WORKING DATA:
┄┄┄┄┄┄┄┄┄┄┄┄┄┄┄┄┄┄┄┄

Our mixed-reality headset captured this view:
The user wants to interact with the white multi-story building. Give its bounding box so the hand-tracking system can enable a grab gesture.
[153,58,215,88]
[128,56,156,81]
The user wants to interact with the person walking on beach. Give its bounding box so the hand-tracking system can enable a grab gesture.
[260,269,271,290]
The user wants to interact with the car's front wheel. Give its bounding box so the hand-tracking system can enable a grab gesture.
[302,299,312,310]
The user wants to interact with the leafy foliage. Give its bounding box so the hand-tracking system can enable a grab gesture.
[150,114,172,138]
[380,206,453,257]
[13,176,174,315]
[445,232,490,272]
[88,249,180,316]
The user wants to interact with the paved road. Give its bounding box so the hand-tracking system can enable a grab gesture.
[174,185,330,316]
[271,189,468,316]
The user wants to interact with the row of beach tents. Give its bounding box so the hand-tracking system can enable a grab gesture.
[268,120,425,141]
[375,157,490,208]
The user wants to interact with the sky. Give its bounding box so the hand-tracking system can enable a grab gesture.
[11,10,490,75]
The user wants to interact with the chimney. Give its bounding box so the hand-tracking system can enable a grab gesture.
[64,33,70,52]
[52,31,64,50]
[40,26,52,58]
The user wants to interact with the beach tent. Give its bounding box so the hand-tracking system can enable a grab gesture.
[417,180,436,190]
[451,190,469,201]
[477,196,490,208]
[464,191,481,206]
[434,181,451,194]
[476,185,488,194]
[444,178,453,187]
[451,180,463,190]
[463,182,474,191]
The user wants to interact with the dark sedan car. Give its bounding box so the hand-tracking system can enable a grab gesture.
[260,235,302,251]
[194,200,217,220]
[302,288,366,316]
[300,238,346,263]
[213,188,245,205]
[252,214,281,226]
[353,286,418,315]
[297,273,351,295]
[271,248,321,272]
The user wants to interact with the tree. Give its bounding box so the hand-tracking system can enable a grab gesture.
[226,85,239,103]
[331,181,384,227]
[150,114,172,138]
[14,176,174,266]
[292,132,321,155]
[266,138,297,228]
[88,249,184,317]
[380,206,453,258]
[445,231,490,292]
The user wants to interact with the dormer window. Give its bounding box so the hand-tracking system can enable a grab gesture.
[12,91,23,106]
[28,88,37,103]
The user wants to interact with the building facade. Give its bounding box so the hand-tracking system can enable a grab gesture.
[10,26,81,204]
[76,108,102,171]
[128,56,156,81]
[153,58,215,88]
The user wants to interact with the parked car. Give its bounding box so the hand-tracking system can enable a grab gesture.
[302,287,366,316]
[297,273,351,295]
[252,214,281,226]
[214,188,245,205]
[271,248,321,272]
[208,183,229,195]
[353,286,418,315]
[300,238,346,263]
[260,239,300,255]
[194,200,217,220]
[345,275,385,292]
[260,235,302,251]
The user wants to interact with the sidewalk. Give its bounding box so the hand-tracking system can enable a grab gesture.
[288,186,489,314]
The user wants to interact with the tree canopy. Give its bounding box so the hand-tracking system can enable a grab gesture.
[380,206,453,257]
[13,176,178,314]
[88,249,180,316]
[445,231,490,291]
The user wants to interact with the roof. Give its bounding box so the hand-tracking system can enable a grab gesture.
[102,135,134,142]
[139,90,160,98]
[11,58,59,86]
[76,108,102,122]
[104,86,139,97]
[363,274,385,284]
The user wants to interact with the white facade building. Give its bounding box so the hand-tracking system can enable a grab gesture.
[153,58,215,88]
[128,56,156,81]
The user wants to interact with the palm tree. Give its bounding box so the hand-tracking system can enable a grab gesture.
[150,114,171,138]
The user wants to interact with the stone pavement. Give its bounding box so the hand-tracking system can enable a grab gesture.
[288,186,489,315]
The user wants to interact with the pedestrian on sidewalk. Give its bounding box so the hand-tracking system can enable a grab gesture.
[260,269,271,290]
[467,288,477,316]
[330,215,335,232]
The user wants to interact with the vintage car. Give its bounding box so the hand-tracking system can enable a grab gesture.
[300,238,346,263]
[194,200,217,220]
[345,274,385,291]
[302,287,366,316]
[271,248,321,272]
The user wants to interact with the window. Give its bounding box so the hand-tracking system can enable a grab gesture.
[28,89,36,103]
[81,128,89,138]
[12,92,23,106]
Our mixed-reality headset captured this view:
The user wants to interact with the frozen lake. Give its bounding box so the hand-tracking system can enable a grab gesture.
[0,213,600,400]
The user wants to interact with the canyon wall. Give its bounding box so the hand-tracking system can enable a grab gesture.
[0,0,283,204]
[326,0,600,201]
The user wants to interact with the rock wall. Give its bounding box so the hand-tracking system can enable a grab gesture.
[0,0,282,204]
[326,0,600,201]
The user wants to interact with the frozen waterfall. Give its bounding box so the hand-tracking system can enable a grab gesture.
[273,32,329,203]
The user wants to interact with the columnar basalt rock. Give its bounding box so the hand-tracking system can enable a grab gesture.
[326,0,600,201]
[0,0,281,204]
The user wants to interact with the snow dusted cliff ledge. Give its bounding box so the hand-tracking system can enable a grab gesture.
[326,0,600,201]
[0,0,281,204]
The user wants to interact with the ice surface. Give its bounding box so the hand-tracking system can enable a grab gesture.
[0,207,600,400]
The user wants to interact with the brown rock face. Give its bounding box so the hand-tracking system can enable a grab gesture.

┄┄┄┄┄┄┄┄┄┄┄┄┄┄┄┄┄┄┄┄

Rescale everything in the listing above from the line containing "The user wants to interact with the paved" down to the line containing "[375,157,490,208]", both included. Write those lines out again, keeping the request lines unchanged, and multiply every bounding-box coordinate in the answers by 1.15, rounding to whole numbers with halves rounded up.

EXERCISE OUTPUT:
The user wants to interact with the paved road. Give its bounding box so the hand-tracking system can enable a grab gesture.
[200,213,380,363]
[312,217,538,363]
The user wants to interact with the row of beach tents. Give its bounding box so the hand-tracking system can enable a grab gesture.
[308,138,489,162]
[431,181,564,239]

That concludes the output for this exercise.